### Exercise aim
List every line in the records below that contains the string "Query".

### Supplied information
__________

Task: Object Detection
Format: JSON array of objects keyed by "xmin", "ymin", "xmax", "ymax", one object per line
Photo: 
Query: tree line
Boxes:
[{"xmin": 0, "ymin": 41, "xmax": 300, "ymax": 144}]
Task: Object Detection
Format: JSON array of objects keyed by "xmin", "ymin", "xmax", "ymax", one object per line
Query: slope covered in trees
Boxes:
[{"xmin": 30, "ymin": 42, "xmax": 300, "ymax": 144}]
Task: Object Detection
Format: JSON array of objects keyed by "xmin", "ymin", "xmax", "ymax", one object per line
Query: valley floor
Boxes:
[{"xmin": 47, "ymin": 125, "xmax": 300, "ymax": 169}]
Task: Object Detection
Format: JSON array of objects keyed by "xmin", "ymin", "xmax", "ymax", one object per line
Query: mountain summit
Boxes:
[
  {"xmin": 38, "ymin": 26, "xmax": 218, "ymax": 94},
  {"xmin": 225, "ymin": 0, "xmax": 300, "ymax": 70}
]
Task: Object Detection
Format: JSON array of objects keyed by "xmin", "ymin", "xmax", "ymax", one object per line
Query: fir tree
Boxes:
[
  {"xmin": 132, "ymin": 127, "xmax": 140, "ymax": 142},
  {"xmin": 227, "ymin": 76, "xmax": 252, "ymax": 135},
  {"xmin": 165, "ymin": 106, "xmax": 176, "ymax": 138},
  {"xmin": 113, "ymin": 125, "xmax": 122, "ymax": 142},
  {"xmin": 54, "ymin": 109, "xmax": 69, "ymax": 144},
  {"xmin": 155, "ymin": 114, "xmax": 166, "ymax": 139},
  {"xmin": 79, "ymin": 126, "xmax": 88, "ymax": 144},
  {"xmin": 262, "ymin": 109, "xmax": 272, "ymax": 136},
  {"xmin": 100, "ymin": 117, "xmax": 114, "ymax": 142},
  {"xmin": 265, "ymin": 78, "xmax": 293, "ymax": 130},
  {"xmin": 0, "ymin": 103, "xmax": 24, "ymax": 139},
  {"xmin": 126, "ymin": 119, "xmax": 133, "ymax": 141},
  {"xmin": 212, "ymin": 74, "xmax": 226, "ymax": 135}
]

__________

### Complete response
Query: tree line
Query: slope covered in trees
Query: valley floor
Query: mountain summit
Query: fir tree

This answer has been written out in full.